● **Work task**:
Output nothing but the line containing "like [(57, 9)]." and the lines after it through the end of the material below, each reproduced exactly.

::: Entries supplied

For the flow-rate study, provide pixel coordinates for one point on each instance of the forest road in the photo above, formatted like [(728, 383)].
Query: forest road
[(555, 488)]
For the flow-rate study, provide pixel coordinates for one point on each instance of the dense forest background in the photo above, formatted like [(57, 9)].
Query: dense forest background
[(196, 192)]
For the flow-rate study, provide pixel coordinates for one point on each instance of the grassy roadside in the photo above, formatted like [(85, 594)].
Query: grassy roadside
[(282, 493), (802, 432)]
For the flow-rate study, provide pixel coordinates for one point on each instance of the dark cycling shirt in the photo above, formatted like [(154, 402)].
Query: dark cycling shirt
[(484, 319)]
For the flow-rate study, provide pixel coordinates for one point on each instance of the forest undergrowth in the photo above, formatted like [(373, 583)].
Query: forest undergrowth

::::::

● **Expected answer**:
For the flow-rate study, provide pixel coordinates for one point on each instance of the dense forest background in the photo above, formatted like [(57, 9)].
Query: dense forest background
[(196, 192)]
For the flow-rate study, provide pixel coordinates for one point on each instance of the grassy roadside in the photo above, formatted like [(85, 594)].
Query: grassy roadside
[(282, 493), (802, 432)]
For the flow-rate study, provide pixel coordinates for one point on each instance of the dark cycling shirt in the photo above, formatted like [(154, 402)].
Query: dark cycling shirt
[(484, 319)]
For the flow-rate study, provide pixel coordinates for one point on each instance of the forest undergrowth in the photo above, formatted like [(373, 583)].
Query: forest undergrowth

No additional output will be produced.